On a point of order, Mr Deputy Speaker. I apologise that I could not give advance notice of my point of order, because I had to remain in my seat hoping to catch Mr Speaker’s eye. In his answer to my hon. Friend Tommy Sheppard, who was on the SNP Front Bench earlier, the Chancellor of the Duchy of Lancaster clearly accused the Scottish National party of being a sectarian organisation. That is the second time he has done that from the Dispatch Box. I appreciate that it is not a question of order whether remarks are offensive, although I hope that, on reflection, the Minister will understand that those comments are not only deeply offensive, but a highly irresponsible accusation to throw at any organisation that works so tirelessly to rid Scotland of the cancer that is sectarian bigotry—a cancer that was very prominent in the community in which I and a number of my colleagues grew up. Can you advise me whether it is still the case that a Minister who says something untrue from the Dispatch Box must be given a reasonable chance to correct the record and that, if they refuse to do so, it is not possible for them to remain as a Minister in the Government?
In fairness, it is up to the Minister whether they wish to. I do not know whether the Chancellor of the Duchy of Lancaster would want to speak or not—that is his choice. If he does, of course I will give way. What I would say is that you would not expect me to comment on that. I was not chairing the debate, and, in fairness to Mr Speaker, if it was disorderly, he will have said so. That is the one thing I want to be clear on. In fairness to Mr Speaker, he will have done the right thing at that moment.

---+---

**Questions on the material**:
- a) Please reproduce the part of the parliamentary exchange that opens with the words containing "In fairness, it" and closes with "at that moment.".
- b) Condense the paragraph of the parliamentary exchange that begins "In fairness, it is up to the Minister" into a short bulleted list that keeps its main points.
- c) List each title of an office-holder that appears in the parliamentary exchange, naming each title once.

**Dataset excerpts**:

---+---

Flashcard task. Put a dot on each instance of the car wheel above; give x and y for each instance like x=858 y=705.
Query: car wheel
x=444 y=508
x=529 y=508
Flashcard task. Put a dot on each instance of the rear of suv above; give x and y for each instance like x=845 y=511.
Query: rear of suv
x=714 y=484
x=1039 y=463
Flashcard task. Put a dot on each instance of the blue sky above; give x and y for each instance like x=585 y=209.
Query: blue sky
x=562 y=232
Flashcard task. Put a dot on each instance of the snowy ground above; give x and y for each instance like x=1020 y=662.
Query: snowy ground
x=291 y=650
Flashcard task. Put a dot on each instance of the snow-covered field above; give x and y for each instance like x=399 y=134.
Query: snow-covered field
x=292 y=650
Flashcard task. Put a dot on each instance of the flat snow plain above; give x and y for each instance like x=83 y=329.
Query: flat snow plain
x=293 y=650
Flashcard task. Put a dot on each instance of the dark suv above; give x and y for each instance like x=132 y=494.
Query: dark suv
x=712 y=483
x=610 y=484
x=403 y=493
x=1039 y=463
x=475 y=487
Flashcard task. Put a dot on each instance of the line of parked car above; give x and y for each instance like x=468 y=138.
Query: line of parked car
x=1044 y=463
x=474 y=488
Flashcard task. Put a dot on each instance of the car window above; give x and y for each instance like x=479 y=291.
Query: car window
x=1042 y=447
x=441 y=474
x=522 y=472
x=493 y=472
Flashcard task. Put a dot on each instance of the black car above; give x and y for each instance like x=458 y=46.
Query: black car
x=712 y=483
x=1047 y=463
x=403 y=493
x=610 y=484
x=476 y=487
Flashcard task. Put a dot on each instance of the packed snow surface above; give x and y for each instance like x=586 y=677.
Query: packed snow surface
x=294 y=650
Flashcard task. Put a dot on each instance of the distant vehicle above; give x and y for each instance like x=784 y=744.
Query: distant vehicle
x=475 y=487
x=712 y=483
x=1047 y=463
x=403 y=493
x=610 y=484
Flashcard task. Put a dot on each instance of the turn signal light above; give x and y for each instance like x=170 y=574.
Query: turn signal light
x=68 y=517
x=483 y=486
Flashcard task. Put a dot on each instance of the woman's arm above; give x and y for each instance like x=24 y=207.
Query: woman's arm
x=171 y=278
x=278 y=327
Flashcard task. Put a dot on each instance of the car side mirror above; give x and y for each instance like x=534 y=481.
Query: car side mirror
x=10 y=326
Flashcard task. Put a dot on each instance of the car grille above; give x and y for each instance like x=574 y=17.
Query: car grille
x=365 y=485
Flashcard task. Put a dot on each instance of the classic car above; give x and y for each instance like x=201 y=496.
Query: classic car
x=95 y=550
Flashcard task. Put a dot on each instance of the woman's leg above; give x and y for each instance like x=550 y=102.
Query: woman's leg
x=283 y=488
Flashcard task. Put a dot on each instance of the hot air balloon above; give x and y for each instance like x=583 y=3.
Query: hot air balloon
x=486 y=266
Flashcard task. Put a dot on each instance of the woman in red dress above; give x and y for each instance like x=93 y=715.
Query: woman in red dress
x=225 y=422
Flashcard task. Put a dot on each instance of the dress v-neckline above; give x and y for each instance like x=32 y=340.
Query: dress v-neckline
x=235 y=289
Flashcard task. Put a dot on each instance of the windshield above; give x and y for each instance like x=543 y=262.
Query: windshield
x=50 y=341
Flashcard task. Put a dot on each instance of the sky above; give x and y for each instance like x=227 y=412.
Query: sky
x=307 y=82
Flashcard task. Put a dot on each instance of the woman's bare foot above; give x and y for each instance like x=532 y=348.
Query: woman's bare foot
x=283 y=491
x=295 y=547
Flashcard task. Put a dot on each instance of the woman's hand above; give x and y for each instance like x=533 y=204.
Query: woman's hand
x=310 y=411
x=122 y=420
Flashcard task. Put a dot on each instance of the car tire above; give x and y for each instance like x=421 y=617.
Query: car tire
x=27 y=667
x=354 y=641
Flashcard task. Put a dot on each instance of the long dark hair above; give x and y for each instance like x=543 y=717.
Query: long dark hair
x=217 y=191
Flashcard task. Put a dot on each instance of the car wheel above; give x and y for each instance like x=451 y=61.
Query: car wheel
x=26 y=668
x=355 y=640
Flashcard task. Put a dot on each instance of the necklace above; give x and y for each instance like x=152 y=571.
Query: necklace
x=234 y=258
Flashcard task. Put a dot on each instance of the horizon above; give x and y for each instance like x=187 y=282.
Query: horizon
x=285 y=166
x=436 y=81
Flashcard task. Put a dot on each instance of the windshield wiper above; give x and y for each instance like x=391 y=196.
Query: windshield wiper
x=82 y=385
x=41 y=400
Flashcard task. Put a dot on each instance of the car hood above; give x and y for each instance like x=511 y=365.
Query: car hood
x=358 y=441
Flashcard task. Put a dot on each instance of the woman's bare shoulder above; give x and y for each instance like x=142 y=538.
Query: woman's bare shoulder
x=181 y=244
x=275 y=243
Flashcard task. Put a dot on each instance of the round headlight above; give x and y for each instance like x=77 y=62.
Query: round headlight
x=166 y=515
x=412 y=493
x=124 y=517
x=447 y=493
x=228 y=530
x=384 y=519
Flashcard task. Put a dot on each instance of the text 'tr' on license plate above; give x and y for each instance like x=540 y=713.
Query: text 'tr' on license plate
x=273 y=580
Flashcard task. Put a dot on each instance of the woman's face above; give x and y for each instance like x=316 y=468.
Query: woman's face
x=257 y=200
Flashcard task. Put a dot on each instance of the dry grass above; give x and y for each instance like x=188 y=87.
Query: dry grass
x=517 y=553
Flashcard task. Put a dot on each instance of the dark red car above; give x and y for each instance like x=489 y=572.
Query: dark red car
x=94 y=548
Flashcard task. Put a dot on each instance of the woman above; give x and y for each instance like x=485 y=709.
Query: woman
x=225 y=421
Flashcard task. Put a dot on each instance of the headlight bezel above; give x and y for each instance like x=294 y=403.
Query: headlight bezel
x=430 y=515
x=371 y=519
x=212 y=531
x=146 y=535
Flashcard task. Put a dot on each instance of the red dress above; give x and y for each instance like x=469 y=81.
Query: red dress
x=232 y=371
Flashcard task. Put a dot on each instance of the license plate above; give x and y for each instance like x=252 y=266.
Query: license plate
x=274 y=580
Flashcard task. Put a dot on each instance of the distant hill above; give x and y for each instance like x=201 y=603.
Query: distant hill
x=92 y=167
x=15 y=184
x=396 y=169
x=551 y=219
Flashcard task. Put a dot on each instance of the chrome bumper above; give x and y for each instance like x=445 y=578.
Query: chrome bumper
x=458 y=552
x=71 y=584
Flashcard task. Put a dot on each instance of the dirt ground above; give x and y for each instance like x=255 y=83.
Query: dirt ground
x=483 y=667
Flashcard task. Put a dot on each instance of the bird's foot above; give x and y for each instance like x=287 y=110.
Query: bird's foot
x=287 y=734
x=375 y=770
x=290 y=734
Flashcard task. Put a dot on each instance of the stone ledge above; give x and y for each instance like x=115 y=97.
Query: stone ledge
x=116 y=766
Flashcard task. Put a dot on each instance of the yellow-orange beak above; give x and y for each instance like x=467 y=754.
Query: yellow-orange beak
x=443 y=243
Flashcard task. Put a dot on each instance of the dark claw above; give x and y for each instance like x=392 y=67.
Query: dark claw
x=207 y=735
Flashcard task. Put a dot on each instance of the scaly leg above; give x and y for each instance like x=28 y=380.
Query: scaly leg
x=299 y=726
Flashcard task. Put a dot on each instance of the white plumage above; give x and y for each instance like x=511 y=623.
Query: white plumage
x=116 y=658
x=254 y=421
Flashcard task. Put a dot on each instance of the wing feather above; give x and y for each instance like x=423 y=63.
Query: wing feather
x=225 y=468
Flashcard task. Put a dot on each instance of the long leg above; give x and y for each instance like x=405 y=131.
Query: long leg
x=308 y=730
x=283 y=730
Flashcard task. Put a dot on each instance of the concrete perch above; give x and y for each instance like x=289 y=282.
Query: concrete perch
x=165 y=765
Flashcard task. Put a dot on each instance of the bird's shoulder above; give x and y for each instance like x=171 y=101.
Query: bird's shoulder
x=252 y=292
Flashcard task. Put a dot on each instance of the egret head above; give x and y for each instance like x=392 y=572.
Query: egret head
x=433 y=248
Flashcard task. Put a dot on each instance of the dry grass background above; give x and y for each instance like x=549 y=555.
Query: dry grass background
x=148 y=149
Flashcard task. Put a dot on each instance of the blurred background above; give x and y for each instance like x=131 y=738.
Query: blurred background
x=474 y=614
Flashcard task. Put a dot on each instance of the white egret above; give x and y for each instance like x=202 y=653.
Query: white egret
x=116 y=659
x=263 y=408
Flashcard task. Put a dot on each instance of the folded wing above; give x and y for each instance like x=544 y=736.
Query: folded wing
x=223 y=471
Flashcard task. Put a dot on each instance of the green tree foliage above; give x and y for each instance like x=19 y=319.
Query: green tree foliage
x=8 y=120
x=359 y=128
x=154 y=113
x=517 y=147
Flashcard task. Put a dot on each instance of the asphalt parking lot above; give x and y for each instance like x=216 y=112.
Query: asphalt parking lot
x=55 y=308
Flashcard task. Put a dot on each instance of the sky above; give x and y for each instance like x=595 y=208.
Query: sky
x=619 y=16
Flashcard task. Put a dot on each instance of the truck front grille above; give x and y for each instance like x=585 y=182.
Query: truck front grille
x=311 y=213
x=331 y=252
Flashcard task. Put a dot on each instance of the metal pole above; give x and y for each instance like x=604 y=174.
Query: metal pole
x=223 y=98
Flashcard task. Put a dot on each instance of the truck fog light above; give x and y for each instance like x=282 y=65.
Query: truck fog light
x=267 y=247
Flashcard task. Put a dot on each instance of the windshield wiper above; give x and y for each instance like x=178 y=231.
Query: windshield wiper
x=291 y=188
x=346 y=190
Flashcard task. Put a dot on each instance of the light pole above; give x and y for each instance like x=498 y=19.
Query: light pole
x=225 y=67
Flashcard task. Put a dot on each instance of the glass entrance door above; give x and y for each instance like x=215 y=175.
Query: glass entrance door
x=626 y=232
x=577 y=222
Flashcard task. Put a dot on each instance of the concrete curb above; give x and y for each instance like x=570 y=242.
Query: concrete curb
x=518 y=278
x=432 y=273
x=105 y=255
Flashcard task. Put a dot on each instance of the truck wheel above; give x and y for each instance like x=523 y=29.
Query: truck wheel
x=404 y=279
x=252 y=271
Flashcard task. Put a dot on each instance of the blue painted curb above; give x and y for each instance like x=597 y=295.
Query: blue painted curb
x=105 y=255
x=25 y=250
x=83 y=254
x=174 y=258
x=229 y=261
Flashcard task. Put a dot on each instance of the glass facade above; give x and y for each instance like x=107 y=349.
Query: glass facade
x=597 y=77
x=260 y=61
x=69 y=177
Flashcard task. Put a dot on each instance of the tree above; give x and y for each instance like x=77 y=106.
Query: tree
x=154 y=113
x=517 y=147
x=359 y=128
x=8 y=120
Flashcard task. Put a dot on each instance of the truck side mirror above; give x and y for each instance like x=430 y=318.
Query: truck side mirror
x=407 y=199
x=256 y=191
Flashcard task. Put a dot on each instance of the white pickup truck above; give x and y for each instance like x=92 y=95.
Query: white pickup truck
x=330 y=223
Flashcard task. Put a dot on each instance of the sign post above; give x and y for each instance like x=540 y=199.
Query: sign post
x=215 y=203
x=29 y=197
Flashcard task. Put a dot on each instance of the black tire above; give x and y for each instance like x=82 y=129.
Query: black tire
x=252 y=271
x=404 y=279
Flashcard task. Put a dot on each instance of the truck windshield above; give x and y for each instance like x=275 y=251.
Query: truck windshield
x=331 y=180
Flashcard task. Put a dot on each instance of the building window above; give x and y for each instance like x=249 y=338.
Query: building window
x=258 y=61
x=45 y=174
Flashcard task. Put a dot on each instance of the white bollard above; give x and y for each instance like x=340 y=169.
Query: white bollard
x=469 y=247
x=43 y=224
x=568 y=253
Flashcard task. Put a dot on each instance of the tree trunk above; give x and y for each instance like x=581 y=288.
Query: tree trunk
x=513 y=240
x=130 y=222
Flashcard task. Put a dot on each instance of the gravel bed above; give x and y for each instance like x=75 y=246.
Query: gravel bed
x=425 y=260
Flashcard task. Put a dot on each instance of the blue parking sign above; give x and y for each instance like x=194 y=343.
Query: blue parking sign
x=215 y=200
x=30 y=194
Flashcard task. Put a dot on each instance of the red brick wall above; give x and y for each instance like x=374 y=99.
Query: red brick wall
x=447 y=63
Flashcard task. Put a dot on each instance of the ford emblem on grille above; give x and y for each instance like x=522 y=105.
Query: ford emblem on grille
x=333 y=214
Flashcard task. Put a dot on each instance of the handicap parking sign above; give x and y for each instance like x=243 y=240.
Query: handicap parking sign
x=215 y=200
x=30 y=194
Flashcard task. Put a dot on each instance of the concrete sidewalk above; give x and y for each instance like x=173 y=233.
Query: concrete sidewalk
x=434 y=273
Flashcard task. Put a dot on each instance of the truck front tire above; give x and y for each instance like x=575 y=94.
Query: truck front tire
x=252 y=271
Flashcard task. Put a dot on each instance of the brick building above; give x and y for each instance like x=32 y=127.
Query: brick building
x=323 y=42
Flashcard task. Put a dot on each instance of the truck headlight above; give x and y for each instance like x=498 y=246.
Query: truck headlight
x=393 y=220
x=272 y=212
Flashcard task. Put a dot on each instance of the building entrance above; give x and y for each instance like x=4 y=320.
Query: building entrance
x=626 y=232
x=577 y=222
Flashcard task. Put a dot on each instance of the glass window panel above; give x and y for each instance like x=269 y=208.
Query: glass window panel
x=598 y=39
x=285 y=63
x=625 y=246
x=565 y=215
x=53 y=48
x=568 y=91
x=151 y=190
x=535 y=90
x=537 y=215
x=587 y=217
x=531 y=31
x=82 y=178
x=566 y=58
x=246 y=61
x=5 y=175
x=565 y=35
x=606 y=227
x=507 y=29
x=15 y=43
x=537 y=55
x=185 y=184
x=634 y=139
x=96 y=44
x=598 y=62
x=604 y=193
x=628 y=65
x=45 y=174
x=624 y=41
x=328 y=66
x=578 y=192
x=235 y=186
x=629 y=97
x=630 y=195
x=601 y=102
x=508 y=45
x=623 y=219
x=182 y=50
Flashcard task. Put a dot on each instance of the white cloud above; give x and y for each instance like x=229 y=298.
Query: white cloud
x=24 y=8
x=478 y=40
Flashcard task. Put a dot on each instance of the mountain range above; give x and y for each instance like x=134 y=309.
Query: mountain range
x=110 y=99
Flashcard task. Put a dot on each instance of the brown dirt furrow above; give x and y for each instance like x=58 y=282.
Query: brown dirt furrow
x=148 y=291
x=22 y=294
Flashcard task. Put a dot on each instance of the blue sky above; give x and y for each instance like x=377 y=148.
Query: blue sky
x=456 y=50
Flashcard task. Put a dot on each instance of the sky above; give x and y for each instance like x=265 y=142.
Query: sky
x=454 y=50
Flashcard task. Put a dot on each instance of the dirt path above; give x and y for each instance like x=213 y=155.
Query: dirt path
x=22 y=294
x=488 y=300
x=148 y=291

---+---

**Answer section**:
- a)
In fairness, it is up to the Minister whether they wish to. I do not know whether the Chancellor of the Duchy of Lancaster would want to speak or not—that is his choice. If he does, of course I will give way. What I would say is that you would not expect me to comment on that. I was not chairing the debate, and, in fairness to Mr Speaker, if it was disorderly, he will have said so. That is the one thing I want to be clear on. In fairness to Mr Speaker, he will have done the right thing at that moment.

- b)
- It is up to the Minister whether to respond; the Chancellor of the Duchy of Lancaster may speak if he chooses, and the speaker will give way.
- The speaker will not comment, having not chaired the debate.
- If the remark was disorderly, Mr Speaker will have said so and will have done the right thing at that moment.

- c)
- Mr Deputy Speaker
- Mr Speaker
- Chancellor of the Duchy of Lancaster
- Minister